▶ **OBJECTIVES**
- a) Please reproduce the film trends essay from "To understand the" through "of the olden-days.", replacing "escapism" with "entertainment". Begin at the words that have "To understand the" and stop after "of the olden-days.".
- b) Answer these questions using the film trends essay:
(i) What span of years does it give for the wartime period?
(ii) Which film does it call the first big franchise of the 1980s?
(iii) With which film does it say superhero franchises first truly began?
- c) List every big-budget epic that the film trends essay names as an example.
━━━━━ PAGE TEXT
The recent rise of superheroes, remakes and sequels in the last 20 years is undeniable. Most people are either in two camps about this: you’re either welcoming the growing universe and changing styles of these films; or you see them as a blight on the film landscape, to be eradicated as soon as possible.
I will admit that I belong in the second camp. To me, the sooner there isn’t tentpole film after tentpole film about these vapid characters, the better. Although perhaps that is overly grumpy and cynical of me.
To understand the recent saturation of superheroes and remakes, we need take a scientific method, and look back at previous trends in cinema.
For example, during the wartimes, from about 1935-1950, most big films either addressed war-directly, often being inspirational about “our troops”, or served as escapism, often in the form of a musical. This was obviously in response to demands of the time.
After the war, we see a lot more animated films and, with growing technology in special-effects, we see the campy sci-fi and adventure films of the 1950s. With more budget after the war, film companies started making big-budget epics, like Ben-Hur, Spartacus, Cleopatra. It was these spectacles with dominated the screens of America and the UK for decades – in a way, they were the superhero/young-adult films of the olden-days.
We see much more franchise work in the 1980s, the first big one being Star Wars of course, which paved the way for every young-adult, fantasy or superhero franchise – ergo Harry Potter, Lord of the Rings, The Hunger Games.
Although this trend seemed to over-saturate audiences in recent years, after films in the Divergence series and Maze Runner series not capturing audiences in the way studio executives had wanted. This led studios to focus even more heavily on superhero franchises – which first truly began back in 2000 with the original X-Men.
━━━━━━━━━━
━━━━━ RECORDS SUPPLIED
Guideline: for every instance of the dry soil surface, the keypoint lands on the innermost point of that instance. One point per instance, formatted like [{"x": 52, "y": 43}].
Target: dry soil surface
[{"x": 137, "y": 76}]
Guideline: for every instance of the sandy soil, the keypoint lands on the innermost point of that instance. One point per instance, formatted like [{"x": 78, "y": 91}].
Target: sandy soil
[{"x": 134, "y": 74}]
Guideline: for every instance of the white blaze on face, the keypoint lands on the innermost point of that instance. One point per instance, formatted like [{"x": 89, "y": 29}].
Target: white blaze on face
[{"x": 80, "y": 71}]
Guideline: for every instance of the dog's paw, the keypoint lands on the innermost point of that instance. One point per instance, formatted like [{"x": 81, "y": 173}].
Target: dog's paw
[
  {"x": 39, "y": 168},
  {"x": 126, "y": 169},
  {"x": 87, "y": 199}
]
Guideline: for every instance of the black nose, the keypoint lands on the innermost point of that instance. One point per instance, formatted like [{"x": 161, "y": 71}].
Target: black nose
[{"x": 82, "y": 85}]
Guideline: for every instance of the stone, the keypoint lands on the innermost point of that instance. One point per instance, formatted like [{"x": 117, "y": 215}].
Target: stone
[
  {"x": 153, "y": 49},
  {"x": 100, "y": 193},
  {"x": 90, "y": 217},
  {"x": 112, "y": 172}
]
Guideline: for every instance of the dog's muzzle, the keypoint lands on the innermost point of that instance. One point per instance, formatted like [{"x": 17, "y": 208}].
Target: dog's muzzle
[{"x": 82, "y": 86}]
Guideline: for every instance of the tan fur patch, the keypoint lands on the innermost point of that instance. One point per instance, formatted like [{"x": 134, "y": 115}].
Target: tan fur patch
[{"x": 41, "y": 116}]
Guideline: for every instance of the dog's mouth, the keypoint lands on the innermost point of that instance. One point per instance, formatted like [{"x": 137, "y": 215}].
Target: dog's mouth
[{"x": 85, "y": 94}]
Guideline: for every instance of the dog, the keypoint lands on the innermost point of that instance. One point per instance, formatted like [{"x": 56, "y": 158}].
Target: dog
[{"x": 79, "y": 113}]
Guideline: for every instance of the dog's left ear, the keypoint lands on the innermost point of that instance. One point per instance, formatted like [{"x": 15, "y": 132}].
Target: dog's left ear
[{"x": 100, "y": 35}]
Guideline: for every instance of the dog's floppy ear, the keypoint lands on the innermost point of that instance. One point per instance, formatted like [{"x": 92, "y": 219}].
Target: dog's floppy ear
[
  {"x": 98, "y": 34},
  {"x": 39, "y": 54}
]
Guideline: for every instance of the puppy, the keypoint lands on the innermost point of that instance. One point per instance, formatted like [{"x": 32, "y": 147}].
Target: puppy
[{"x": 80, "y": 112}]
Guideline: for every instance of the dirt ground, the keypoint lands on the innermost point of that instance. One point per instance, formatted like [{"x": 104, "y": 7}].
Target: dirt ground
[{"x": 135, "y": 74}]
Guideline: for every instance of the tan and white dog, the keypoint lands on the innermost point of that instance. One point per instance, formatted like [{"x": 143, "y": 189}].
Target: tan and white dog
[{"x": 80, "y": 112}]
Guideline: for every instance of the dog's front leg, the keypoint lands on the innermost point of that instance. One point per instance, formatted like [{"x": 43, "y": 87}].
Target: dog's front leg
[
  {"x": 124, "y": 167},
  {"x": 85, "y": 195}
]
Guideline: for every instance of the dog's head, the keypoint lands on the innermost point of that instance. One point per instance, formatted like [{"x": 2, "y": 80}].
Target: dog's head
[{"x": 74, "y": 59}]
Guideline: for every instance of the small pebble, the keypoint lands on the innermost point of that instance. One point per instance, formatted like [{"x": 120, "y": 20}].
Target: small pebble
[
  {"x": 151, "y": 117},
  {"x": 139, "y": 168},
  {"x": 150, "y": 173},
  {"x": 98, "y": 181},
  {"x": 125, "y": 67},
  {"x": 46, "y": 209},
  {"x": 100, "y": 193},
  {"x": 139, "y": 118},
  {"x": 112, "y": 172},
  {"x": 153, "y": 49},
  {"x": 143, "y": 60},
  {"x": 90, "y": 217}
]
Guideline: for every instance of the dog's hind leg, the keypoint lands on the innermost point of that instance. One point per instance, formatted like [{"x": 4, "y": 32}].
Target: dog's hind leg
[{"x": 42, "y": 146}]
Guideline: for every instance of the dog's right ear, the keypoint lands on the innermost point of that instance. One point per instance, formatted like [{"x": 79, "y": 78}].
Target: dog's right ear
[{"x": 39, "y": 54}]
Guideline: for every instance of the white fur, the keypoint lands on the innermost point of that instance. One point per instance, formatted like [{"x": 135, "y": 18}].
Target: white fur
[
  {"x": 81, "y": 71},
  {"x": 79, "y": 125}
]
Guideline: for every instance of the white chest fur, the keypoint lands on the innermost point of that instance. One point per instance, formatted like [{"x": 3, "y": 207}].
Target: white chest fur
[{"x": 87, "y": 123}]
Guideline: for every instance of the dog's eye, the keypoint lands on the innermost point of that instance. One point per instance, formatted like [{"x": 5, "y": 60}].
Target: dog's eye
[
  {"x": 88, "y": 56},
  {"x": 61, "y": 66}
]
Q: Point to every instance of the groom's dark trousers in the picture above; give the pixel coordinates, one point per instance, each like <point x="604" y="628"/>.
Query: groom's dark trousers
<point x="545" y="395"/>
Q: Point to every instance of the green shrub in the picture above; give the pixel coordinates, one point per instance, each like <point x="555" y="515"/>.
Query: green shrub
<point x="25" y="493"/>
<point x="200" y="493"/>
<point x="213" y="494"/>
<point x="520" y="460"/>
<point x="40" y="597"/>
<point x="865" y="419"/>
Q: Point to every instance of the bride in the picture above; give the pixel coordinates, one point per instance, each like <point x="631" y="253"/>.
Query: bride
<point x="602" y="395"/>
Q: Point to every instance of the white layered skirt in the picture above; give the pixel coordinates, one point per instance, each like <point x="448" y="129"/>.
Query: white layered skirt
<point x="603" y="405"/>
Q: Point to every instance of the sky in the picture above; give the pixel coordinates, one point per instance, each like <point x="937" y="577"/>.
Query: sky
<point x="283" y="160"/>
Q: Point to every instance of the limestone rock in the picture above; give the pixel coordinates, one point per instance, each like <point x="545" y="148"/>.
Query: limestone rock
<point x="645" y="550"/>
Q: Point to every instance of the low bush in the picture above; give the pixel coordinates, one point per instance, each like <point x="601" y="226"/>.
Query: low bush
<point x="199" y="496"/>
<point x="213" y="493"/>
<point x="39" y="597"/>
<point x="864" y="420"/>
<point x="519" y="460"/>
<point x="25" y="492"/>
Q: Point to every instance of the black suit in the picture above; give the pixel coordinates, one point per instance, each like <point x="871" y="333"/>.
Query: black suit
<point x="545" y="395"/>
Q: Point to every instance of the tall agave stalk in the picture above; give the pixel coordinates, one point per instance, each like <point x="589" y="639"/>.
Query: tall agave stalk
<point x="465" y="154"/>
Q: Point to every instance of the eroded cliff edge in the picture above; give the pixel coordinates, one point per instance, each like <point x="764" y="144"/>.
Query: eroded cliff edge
━━━━━━━━━━
▶ **FINAL ANSWERS**
- a)
To understand the recent saturation of superheroes and remakes, we need take a scientific method, and look back at previous trends in cinema.
For example, during the wartimes, from about 1935-1950, most big films either addressed war-directly, often being inspirational about “our troops”, or served as entertainment, often in the form of a musical. This was obviously in response to demands of the time.
After the war, we see a lot more animated films and, with growing technology in special-effects, we see the campy sci-fi and adventure films of the 1950s. With more budget after the war, film companies started making big-budget epics, like Ben-Hur, Spartacus, Cleopatra. It was these spectacles with dominated the screens of America and the UK for decades – in a way, they were the superhero/young-adult films of the olden-days.

- b)
(i) About 1935-1950.
(ii) Star Wars.
(iii) The original X-Men, in 2000.

- c) Ben-Hur, Spartacus, Cleopatra